Problem statement: Print every line of the data below without any change, and leave the pictures out.

┌─ Source material

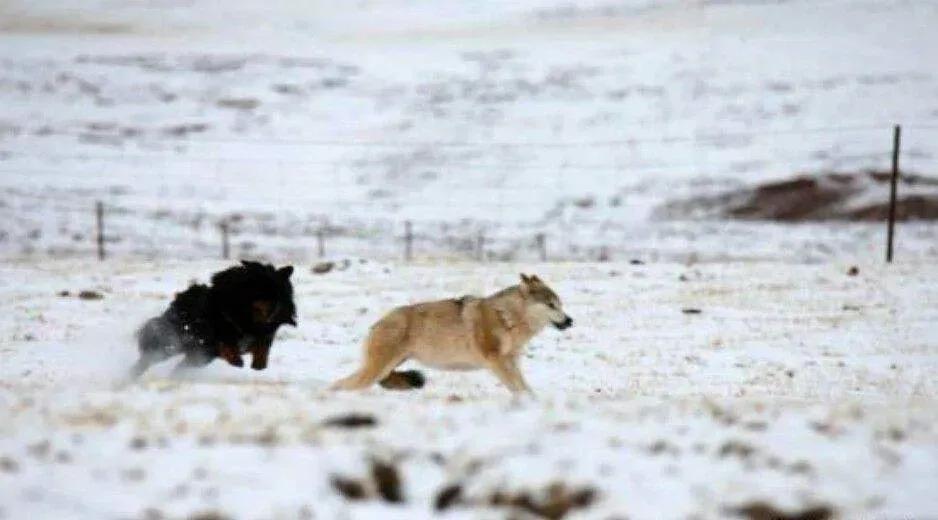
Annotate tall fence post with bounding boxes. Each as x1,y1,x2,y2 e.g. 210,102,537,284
218,219,231,260
94,200,105,260
316,227,326,258
886,125,902,263
404,220,414,262
534,233,547,262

└─

Answer to this exercise:
Annotate tall fence post with bounding boxes. Each as x1,y1,x2,y2 e.g. 210,102,537,284
218,219,231,260
94,200,105,260
316,227,326,258
886,125,902,263
404,220,414,262
534,233,547,262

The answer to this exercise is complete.